• Exercise objective: Give the lines below again exactly, starting with the line that holds "Target: cart path curve" and going on through the line that holds "Could you identify the mowed".

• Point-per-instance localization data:
----
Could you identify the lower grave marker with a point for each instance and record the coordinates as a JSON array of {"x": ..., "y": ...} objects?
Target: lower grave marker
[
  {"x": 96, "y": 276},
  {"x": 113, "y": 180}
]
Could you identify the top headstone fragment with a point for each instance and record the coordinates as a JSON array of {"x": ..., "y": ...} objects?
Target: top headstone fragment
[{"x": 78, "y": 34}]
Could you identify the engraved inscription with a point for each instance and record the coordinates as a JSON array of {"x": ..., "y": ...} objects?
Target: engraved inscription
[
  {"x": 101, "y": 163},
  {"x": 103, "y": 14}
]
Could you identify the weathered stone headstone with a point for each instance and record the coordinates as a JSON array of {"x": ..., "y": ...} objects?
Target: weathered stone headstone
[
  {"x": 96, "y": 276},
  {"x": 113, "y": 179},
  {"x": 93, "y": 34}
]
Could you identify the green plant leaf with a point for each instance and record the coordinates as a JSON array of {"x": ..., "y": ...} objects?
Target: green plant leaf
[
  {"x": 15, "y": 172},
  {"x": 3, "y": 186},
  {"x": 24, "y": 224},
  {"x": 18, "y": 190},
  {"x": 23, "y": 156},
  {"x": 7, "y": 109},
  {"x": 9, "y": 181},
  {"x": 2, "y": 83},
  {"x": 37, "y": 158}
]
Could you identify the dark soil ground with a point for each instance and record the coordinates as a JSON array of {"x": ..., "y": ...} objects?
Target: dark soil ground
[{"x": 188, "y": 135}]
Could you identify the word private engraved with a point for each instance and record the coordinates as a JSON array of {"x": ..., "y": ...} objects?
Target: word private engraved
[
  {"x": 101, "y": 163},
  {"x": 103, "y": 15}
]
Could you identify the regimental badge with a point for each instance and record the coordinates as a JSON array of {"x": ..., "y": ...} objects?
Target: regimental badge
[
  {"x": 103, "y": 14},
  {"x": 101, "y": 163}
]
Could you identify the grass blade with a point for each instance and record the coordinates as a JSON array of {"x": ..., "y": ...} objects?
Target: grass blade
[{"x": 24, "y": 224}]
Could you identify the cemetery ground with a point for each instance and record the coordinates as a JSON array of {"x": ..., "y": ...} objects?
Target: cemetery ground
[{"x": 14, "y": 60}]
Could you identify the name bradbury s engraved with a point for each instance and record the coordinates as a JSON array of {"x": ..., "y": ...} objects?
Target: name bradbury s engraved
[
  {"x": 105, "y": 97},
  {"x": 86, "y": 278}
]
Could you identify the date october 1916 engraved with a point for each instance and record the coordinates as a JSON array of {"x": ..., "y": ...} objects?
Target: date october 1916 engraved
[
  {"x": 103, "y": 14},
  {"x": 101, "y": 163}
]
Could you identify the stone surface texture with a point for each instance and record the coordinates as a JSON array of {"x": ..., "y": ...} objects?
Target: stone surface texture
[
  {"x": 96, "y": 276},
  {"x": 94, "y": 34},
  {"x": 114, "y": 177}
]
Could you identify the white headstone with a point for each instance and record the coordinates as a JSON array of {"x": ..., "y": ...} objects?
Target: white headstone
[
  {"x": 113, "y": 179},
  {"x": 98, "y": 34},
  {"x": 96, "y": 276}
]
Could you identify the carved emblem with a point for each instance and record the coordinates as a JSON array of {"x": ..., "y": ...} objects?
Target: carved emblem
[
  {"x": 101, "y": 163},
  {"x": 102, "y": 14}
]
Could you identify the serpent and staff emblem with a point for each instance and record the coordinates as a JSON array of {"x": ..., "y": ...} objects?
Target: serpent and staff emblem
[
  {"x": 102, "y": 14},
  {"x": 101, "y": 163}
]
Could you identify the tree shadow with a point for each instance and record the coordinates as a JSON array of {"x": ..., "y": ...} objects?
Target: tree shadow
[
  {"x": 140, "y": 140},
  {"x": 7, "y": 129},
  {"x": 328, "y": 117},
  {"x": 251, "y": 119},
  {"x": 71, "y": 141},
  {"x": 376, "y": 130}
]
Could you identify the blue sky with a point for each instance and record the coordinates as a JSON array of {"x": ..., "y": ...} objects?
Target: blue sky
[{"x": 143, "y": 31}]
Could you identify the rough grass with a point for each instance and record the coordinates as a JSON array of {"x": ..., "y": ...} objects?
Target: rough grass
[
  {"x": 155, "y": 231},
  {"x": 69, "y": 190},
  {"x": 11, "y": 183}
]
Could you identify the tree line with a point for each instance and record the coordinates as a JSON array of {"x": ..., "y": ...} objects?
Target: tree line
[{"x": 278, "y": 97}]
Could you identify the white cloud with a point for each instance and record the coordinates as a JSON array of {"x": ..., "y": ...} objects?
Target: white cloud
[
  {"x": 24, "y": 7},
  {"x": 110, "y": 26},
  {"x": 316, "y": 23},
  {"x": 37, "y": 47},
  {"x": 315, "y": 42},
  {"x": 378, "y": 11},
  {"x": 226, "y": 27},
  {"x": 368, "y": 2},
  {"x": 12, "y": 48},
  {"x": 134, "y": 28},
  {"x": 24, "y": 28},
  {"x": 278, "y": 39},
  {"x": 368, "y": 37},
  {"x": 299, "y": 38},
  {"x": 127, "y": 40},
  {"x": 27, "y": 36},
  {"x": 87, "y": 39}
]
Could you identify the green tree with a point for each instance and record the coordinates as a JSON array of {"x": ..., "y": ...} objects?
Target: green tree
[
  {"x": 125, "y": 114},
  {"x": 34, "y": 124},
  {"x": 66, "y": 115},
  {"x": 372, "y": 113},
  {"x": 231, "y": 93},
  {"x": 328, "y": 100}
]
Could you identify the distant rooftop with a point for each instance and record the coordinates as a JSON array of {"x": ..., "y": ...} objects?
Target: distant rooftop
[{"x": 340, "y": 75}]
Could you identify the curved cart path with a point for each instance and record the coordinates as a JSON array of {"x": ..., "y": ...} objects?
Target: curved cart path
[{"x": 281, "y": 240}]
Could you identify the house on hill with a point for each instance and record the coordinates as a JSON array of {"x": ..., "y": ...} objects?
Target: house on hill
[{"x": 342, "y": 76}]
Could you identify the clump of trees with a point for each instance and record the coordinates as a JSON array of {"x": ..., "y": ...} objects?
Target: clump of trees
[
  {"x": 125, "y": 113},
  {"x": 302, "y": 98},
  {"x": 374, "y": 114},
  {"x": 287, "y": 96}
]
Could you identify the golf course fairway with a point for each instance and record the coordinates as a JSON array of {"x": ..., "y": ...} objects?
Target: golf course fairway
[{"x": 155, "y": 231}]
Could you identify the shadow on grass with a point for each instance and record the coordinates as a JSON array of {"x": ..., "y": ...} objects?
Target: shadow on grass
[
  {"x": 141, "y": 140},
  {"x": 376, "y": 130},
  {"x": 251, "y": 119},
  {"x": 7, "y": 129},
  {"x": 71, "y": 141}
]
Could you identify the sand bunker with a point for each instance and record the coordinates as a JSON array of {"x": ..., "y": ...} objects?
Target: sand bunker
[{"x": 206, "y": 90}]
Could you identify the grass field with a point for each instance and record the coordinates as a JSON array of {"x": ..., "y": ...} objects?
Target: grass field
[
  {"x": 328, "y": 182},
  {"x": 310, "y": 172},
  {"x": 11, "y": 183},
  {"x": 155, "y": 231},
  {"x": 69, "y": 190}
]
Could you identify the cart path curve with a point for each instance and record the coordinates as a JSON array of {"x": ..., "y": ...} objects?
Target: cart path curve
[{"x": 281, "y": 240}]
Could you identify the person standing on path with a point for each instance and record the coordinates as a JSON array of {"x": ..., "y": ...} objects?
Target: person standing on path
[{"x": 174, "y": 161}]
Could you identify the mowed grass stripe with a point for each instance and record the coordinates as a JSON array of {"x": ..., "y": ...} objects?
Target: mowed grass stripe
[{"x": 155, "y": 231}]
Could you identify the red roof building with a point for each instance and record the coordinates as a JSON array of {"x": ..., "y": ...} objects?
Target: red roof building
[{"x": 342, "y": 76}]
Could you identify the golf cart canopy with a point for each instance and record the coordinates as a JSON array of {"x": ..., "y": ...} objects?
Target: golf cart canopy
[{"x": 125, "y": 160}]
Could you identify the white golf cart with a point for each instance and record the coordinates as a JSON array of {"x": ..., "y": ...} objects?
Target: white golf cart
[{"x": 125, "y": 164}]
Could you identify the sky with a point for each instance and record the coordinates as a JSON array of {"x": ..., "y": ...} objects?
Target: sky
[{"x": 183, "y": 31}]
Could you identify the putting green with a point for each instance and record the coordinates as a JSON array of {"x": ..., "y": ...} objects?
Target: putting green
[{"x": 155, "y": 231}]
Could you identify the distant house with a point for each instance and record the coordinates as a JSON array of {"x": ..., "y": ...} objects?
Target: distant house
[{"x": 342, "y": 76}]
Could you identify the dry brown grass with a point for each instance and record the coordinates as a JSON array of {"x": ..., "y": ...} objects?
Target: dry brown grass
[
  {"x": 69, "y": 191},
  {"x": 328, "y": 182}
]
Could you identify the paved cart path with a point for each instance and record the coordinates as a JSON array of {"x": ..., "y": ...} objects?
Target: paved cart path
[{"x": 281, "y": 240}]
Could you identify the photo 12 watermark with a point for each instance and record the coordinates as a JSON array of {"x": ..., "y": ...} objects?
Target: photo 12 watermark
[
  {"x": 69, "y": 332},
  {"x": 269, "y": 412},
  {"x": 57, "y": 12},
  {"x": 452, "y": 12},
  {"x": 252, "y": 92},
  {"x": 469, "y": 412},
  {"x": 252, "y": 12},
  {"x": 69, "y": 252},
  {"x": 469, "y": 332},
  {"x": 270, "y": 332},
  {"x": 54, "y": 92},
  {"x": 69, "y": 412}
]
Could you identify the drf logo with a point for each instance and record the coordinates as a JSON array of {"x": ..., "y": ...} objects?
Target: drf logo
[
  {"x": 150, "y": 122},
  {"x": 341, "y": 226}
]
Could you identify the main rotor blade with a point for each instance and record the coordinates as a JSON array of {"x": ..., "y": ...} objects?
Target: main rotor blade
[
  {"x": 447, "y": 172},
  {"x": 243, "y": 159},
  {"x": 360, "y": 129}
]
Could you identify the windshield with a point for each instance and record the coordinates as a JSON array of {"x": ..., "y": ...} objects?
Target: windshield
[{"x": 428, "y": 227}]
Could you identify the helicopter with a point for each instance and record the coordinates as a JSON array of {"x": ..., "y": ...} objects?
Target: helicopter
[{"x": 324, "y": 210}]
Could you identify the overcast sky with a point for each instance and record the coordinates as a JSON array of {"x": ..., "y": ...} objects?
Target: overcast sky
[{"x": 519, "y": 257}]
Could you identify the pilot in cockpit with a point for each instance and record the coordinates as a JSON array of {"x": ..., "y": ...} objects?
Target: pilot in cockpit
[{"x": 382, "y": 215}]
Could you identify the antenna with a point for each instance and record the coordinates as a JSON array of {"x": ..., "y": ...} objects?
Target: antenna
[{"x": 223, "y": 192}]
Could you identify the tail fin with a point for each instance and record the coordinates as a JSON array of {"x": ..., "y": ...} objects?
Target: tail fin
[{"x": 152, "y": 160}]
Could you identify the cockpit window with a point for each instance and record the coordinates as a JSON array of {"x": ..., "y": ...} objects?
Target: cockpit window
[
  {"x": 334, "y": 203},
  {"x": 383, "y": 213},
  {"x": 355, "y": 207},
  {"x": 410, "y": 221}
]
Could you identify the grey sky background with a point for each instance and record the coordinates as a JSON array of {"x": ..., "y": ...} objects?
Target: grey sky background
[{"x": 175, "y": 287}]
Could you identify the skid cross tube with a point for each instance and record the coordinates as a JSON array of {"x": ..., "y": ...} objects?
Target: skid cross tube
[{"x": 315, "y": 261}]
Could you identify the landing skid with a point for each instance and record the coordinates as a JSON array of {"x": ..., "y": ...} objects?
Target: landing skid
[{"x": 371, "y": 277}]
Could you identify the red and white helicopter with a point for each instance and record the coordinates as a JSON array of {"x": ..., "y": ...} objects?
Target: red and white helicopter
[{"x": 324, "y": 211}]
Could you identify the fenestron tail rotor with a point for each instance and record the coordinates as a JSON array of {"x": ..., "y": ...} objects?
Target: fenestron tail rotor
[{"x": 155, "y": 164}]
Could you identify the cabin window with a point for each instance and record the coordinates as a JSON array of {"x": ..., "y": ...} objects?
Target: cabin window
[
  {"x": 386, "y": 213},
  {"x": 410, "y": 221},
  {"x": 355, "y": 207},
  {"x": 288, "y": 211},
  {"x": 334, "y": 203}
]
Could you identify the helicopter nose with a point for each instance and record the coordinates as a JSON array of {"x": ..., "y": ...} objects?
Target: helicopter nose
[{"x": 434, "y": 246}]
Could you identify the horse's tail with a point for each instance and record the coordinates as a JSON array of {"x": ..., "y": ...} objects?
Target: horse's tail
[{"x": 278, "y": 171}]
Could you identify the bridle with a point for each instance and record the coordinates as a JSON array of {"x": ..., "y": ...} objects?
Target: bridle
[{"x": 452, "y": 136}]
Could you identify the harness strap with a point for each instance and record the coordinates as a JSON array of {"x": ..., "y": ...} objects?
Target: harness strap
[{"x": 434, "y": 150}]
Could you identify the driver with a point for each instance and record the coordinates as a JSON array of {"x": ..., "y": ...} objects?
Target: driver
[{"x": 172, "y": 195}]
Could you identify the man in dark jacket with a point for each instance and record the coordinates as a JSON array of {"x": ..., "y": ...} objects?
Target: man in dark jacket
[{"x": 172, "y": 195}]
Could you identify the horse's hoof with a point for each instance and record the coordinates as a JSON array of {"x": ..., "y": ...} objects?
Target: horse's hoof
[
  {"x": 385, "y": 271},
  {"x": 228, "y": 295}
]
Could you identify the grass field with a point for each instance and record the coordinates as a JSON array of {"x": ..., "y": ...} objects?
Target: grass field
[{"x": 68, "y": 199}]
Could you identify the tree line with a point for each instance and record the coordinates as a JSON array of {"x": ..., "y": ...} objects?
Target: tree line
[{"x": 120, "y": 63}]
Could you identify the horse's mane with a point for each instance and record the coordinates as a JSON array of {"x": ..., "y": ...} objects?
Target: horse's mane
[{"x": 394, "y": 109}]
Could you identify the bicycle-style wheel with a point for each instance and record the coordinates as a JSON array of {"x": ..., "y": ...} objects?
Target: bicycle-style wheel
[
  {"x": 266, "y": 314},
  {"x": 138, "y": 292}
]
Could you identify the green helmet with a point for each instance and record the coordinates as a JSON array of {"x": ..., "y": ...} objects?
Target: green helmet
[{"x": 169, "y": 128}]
----
• Problem solution:
Target: cart path curve
[{"x": 281, "y": 240}]
Could you identify the person standing on path with a point for each instance and record the coordinates as a JSON array of {"x": ..., "y": ...} objects?
Target: person standing on path
[{"x": 174, "y": 161}]
Could you identify the mowed grass stripe with a point for each instance and record the coordinates as a JSON array of {"x": ..., "y": ...} objects?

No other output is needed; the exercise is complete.